Exercise
Render the lines of the material as a JSON list of strings, one string per line, beginning with the line containing "vest visible in the tile above." and ending with the line containing "[0,76,350,152]". Leave out any blank lines.

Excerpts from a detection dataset
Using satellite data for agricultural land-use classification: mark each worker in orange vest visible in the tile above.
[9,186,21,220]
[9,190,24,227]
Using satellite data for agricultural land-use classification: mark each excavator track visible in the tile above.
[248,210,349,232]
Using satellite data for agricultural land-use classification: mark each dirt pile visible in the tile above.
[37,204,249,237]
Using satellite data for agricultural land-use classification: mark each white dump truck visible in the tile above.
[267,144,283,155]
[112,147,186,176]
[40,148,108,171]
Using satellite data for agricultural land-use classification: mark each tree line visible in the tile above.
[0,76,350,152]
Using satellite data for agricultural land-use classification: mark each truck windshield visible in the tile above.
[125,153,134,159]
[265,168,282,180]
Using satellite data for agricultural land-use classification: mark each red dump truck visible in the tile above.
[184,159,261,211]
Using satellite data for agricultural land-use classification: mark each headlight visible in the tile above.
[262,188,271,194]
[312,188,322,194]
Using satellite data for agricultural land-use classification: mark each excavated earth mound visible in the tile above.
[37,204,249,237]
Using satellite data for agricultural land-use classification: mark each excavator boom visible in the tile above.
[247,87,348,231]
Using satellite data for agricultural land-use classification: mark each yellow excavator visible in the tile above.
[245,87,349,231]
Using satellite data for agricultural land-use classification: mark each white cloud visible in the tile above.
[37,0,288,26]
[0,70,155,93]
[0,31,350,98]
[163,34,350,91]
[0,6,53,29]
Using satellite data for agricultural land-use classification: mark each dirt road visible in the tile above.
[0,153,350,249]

...

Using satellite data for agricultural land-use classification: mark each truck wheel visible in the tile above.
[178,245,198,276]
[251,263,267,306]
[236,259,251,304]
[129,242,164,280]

---

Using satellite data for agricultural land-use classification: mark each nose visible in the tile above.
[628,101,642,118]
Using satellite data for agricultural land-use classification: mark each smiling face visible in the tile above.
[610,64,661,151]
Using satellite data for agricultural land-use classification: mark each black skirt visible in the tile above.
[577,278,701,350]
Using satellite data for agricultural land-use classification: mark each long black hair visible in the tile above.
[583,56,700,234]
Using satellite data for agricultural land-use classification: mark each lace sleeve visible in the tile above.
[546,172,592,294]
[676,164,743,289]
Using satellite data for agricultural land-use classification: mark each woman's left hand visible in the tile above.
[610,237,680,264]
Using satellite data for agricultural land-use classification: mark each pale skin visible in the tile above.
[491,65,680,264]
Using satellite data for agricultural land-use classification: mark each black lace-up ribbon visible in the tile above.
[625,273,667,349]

Written answer
[
  "Using satellite data for agricultural land-use classification: mark each worker in orange vest visible in the tile above.",
  "[9,186,21,220]",
  "[9,190,24,227]",
  "Using satellite data for agricultural land-use classification: mark each excavator track visible in the tile above.",
  "[248,210,349,232]",
  "Using satellite data for agricultural land-use classification: mark each dirt pile visible in the tile above.",
  "[37,204,249,237]",
  "Using satellite data for agricultural land-use classification: mark each white dump truck visible in the tile above.",
  "[267,144,283,155]",
  "[112,147,186,176]",
  "[40,148,108,171]",
  "Using satellite data for agricultural land-use classification: mark each tree line visible in the tile above.",
  "[0,76,350,152]"
]